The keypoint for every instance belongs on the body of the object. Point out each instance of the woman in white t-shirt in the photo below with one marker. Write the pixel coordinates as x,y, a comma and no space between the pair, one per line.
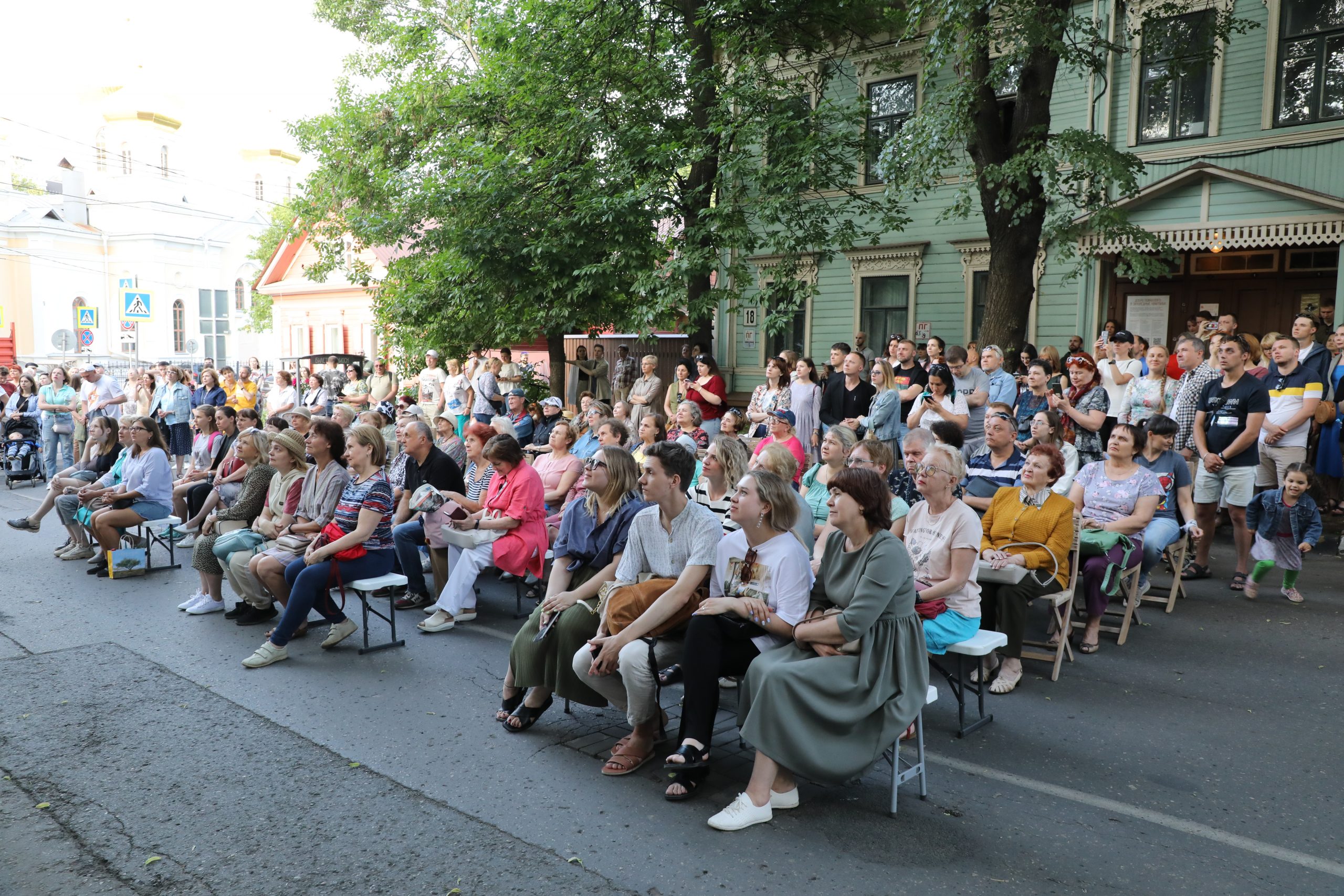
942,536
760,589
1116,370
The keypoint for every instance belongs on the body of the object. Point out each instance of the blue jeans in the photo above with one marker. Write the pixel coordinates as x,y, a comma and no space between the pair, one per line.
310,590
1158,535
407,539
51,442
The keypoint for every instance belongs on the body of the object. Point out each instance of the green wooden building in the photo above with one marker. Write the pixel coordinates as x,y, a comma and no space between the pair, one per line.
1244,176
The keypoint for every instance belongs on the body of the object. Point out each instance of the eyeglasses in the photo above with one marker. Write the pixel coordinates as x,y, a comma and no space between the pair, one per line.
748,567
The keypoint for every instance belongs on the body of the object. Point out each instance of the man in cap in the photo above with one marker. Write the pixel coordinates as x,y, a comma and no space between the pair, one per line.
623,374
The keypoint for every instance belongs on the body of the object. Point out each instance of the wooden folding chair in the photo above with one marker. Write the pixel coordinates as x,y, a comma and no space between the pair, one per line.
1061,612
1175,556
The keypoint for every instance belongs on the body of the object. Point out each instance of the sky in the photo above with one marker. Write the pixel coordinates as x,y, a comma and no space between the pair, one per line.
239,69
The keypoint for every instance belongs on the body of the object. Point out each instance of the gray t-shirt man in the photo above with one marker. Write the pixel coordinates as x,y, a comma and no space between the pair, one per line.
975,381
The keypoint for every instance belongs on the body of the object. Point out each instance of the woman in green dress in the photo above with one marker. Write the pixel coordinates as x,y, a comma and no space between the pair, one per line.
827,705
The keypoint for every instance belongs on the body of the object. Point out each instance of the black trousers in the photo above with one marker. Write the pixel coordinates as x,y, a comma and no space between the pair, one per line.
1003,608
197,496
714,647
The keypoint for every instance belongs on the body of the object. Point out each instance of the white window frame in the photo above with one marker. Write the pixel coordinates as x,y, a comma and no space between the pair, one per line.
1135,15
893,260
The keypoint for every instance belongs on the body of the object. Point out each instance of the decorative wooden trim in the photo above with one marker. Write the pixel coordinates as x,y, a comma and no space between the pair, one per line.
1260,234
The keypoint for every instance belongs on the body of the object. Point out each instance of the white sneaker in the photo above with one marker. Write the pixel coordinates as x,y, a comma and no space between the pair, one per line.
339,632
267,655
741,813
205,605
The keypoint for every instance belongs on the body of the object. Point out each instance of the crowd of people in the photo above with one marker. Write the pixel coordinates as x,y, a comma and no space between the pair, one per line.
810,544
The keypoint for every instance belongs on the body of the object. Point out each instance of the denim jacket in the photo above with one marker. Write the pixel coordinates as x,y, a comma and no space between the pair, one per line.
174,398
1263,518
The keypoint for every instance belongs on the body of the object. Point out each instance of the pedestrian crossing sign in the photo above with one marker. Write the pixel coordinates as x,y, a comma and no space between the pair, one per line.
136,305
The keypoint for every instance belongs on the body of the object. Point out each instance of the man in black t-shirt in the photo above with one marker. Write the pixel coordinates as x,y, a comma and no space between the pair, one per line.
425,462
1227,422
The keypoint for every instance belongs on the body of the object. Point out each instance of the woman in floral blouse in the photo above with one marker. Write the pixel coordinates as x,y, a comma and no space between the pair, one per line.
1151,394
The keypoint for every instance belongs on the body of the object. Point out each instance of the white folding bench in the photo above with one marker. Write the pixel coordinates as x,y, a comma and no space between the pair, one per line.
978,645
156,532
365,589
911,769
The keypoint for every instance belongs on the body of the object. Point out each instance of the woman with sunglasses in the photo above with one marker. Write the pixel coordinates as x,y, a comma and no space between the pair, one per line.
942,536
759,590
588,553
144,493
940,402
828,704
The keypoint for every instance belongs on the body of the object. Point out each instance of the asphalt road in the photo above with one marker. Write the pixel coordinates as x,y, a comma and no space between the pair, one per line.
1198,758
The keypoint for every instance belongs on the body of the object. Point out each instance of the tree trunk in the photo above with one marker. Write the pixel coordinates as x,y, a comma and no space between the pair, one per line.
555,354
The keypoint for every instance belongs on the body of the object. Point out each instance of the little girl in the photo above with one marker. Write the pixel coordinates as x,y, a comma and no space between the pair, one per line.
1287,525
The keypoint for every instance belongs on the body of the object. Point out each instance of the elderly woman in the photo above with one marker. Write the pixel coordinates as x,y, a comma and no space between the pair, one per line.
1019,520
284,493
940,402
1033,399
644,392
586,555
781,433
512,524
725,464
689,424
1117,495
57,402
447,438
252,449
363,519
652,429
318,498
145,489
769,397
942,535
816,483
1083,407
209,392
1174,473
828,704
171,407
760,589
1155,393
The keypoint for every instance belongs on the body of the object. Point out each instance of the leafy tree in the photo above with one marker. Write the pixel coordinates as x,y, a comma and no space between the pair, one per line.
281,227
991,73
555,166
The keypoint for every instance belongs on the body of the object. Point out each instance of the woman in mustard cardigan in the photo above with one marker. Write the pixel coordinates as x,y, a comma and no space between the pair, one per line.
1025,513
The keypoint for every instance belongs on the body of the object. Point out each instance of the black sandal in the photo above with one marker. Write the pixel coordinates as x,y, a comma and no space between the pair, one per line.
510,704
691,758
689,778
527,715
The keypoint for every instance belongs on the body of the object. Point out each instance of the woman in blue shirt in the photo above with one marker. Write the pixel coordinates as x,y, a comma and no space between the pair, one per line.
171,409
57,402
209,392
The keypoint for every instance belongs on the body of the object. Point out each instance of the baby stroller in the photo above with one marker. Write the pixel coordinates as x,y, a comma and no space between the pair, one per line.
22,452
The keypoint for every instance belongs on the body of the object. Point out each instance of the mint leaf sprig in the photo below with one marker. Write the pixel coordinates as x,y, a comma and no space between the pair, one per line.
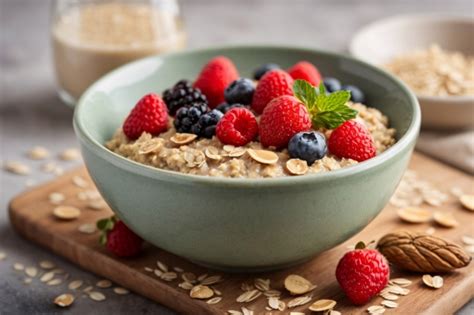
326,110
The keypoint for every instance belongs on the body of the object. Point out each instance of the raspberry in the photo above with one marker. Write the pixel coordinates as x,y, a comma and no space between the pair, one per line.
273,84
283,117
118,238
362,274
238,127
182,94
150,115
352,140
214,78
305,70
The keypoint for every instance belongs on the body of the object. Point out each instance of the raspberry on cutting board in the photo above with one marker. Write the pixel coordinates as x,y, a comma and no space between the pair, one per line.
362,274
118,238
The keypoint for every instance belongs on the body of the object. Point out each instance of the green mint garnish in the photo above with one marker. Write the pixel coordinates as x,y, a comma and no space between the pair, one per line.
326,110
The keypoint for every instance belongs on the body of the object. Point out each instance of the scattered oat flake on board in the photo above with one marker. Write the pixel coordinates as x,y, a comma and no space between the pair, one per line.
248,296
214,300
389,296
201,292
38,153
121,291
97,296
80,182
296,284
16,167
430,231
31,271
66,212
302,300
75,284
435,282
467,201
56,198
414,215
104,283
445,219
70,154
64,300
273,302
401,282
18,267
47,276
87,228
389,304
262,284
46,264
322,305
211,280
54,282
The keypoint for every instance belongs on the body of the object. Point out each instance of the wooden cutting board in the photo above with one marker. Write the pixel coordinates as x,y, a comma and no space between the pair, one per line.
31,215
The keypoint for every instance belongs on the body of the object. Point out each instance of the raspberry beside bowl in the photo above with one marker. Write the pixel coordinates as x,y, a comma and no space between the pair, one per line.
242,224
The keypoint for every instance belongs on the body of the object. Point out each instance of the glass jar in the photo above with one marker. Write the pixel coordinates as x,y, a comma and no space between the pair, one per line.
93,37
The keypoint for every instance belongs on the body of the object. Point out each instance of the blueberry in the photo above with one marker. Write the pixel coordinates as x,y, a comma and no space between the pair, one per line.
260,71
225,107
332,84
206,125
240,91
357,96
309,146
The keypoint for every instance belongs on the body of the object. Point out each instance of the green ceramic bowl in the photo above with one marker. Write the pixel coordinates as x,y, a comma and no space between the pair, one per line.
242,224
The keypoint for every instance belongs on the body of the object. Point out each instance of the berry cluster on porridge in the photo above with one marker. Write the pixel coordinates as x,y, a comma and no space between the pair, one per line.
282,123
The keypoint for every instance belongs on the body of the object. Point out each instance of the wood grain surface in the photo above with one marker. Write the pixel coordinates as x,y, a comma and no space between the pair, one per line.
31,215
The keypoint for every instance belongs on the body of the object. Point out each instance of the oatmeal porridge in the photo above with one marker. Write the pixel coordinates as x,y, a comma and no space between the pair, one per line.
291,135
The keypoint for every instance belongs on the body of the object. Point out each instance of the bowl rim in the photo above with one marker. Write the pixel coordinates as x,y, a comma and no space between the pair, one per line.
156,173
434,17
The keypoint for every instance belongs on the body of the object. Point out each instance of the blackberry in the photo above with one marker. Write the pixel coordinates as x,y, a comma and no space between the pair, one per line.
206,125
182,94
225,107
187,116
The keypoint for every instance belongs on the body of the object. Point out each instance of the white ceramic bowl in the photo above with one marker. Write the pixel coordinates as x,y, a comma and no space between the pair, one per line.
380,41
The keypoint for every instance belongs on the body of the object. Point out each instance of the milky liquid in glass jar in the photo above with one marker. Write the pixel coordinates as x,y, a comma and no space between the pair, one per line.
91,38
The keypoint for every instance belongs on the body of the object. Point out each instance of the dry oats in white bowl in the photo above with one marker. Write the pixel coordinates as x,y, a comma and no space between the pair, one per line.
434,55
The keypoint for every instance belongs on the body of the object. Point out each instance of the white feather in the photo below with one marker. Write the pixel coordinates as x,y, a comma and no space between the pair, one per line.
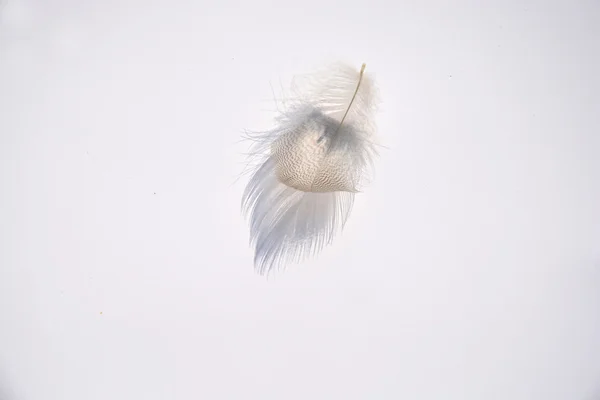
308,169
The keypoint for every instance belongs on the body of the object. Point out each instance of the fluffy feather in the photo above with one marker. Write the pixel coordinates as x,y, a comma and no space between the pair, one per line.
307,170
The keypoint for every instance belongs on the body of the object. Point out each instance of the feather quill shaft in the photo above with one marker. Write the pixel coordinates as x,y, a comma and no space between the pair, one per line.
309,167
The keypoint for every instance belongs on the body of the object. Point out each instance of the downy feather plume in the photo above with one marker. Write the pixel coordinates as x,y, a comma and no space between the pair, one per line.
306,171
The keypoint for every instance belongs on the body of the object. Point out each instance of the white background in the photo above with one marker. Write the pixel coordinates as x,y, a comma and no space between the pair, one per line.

================================

** Exercise task **
From the line containing "the white feather" down to the final line of the listing above, write out only those lines exactly as they are, minus the pictures.

** Task response **
The keypoint for every instance belongs on the body of the object. Point out each instance of the white feather in the photo below with one marker. Write the pixel coordinates as x,y, a comma and no space between the pair, one per line.
308,169
The keypoint for every instance belongs on the body of the object. Point out each instance of the fluffy feather in the photo above with one marker. Write the pixel coordinates as x,y, a comma and no space between the pair, one per line.
307,170
The keypoint for every instance belongs on the body of the object. Point out each instance of the feather quill shaft in the photo above with one marker. Write the pixel coordinates as x,y, a comma and no space between the pair, one per line.
309,167
The keypoint for every instance belongs on the body of the object. Point out each instance of the downy feather plume in the photo above with one marker. Write the pixel coordinates as x,y, a comma and no space between the pair, one per line.
306,171
The keypoint for every instance belongs on the body of the object. Point out each instance of the white background in the photo above with one marker. Write the pixel coordinates as x,y, a comma and no space between the pair, one per line.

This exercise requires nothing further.